Task to carry out:
List every line of the material below that contains the word "leaf". Case matters.

Records for this task:
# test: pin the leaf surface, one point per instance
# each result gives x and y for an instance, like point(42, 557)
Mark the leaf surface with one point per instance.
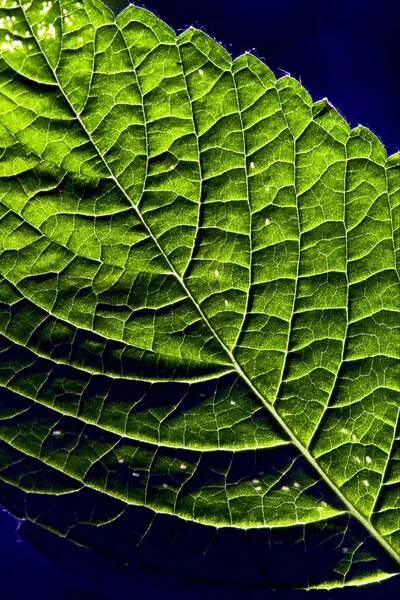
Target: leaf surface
point(199, 298)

Task output:
# test: pin the leaf surface, one point per instance
Mark the leaf surface with one point per instance.
Target: leaf surface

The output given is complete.